Görevin Amacı
Aşağıdaki Segovia gezi yazısını son cümlesinden sonra yazmaya devam edin.
━━━ Alıntılanan Metin
Disney'e İlham Veren Şehir: Segovia

Madrid'in kuzeyinde yer alan bu şirin tarihi kente de tıpkı Toledo gibi trenle yarım saatte ulaşabilirsiniz. Toledo trenlerindeki yoğunluğu görünce biz de Segovia biletimizi bir gün önce almaya karar verdik. Madrid'deki üçüncü günümüzde sabah 10.30 treniyle Segovia'ya gitmeye karar verdik. Fiyatlar yine aynı. (Tek gidiş 9,5 EURO, aynı gün gidiş-dönüş ise %20 indirimli.) Herhangi bir yere gitmek için tren biletinizi Atocha İstasyonu'ndan alabilirsiniz, ama treninizin nereden kalkacağına dikkat edin, çünkü Madrid'de dört tane tren istasyonu varmış. Örneğin, bizim trenimiz Chamartin İstasyonu'ndan kalkıyordu. Gerçi Atocha'dan bu istasyonların hepsine ring seferler yapılıyor, ama trenin kalkış zamanında istasyona gelirseniz ringe binmek için de zamanınız olmayabilir! Segovya tren istasyonu da sapsarı bir bozkır alanın ortasında yer alıyor. İner inmez şehre ait hiçbir şey görmüyorsunuz. Panik yapmayın! Hemen önünden kalkan 11 numaralı otobüse kişi başı 0.88 EURO vererek Romalılar döneminden kalma su kemerlerine gidebiliyorsunuz.

Segovia'da görülmesi gereken en önemli yapılardan biri Romalıların burada yaşadıkları dönemlerde (M.S. 1. yüzyılın sonlarında) inşa ettikleri ve büyük ölçüde korunmuş olan su kemeri. Guaddarrama Dağları'ndan başlayan bu su kemerinin uzunluğu 14,965 metre. Toplam 166 kemerden oluşan bu yapı tahmin edilebileceği üzere Segovia'ya su tedarik etmek için yapılmış. Tepesindeki kanallardan akan su şehrin tarihi merkez noktasına yerin altından ulaşarak Alkazar Kalesi'ne kadar gidiyormuş. 1985 yılında ise Unesco'nun Dünya Kültür Mirası Listesi'ne girmiş.














Önceki paragraftan anlayacağınız üzere Segovia'da görülmesi gereken ikinci önemli yer de Alkazar Kalesi. Bu kale Disney World'deki Sinderella Kalesi'ne ilham kaynağı olmuş. 11. yüzyılda VI. Alfonso zamanında Romalılardan kalma kale kalıntılarının üzerine inşa edilmeye başlanan bu muhteşem yapı II. Felipe dönemine (16. yy) kadar yenilenmeye devam etmiş. İçindeki çeşitli salonlar, II. Juan Kulesi, şapeli, cephane avlusu gibi bölümler de bu dönem içinde yapıya eklenmişler. Kalenin içini ve kulesini gezebiliyorsunuz. (Bilet fiyatları 6 EURO)
━━━━━━
━━━ Verilen Malzeme
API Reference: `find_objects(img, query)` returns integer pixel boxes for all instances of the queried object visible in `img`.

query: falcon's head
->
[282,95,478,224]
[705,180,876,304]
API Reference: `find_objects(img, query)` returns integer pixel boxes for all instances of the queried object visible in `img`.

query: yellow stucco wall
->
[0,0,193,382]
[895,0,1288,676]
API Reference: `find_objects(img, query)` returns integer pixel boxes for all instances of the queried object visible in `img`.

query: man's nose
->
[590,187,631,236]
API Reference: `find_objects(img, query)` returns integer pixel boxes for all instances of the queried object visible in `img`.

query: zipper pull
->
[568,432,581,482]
━━━━━━
━━━ Verilen Malzeme
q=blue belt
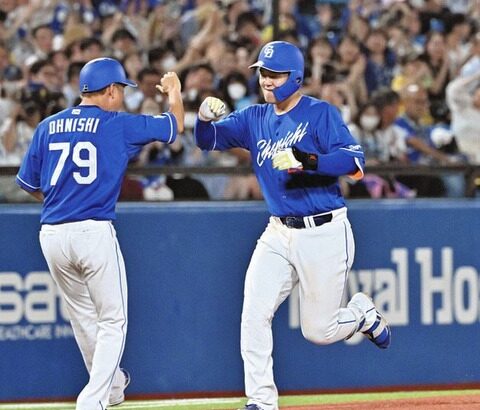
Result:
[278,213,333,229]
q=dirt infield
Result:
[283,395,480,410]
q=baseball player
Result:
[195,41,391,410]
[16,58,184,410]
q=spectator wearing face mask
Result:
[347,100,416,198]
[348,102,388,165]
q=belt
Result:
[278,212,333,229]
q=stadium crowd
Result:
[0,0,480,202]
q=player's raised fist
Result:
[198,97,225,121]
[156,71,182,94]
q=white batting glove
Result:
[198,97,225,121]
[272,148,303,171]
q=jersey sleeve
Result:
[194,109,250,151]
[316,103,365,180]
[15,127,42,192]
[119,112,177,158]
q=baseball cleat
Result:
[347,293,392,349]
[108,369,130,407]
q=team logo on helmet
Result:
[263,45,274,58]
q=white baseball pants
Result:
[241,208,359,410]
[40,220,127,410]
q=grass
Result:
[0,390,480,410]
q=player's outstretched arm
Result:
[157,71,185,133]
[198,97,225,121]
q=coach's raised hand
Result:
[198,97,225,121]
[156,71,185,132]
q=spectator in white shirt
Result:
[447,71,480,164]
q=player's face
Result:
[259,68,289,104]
━━━━━━
━━━ Verilen Malzeme
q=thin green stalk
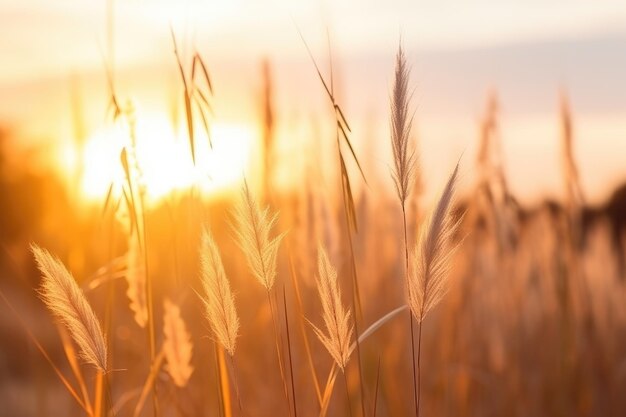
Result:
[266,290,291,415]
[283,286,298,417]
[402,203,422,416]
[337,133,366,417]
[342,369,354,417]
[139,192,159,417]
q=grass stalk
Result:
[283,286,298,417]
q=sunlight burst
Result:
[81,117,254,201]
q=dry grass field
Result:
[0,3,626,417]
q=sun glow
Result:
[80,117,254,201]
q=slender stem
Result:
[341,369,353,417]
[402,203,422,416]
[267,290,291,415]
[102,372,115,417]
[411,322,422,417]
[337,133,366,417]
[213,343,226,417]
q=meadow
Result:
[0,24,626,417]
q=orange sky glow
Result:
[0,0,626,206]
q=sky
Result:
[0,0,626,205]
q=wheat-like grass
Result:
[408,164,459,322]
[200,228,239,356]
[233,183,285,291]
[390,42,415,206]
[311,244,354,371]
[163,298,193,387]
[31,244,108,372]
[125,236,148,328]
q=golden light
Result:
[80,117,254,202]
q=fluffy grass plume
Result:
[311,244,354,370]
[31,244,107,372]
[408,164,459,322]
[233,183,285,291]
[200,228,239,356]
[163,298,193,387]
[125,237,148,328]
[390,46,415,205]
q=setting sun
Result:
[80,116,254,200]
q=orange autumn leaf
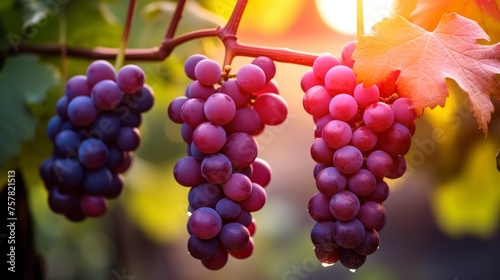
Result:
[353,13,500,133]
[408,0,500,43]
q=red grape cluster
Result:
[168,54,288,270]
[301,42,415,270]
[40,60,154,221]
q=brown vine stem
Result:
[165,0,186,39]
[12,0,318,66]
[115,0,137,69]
━━━━━━
Alıştırma Yanıtı
Kalenin içinden ve dışından çektiğim resimlerde gördüğünüz üzere bu şirin şehrin de bir Plaza Mayor'u ve onun yakınlarına inşa edilmiş büyük bir katedrali var. Daha güzel bir resmi yok mu derseniz, buraya buyrun:














Her zamanki gibi sırada tarih kokan bu şirin şehrin sokakları var:















Segovia da aynı Botin gibi fırında domuz yavrusu veya fırında kuzusu ile meşhur bir yer. Ancak biz önceki gece yarısı Botin'de limitimizi doldurduğumuz için ne yazık ki burayı yemek olarak pas geçiyoruz. Mola vermek için şirin bir tapas barı seçiyor, ardından da şimdiye kadarki en favori dondurmam seçtiğim (İtalya'dakiler dahil) Farggi'den kocaman dondurmalarımızı alıyoruz. Ama aşağıdaki gibi restoran vitrinleri görürseniz sakın şaşırmayın! :)

Segovia'yı da bitirdiğimize göre Madrid programını tamamlamış oluyoruz. Sırada Barselona var. Çok sevdiğimiz Madrid'i ilk andan itibaren unutturan şehir. Ama haksızlık yapmak da istemem. Madrid'i beklediğimden çok daha yaşanılası bir şehir olarak bulduğumu söyleyebilirim. Viyana için de öyle düşünmüştüm. Düzen, saygı, medeniyet... Ama Madrid hem eğlence hayatı hem yeme içmesi hem de Akdenizliliğiyle Viyana'nın önüne geçti. Ama Barselona'nın gerisinde kalmaktan da ne yazık ki kurtulamadı. :)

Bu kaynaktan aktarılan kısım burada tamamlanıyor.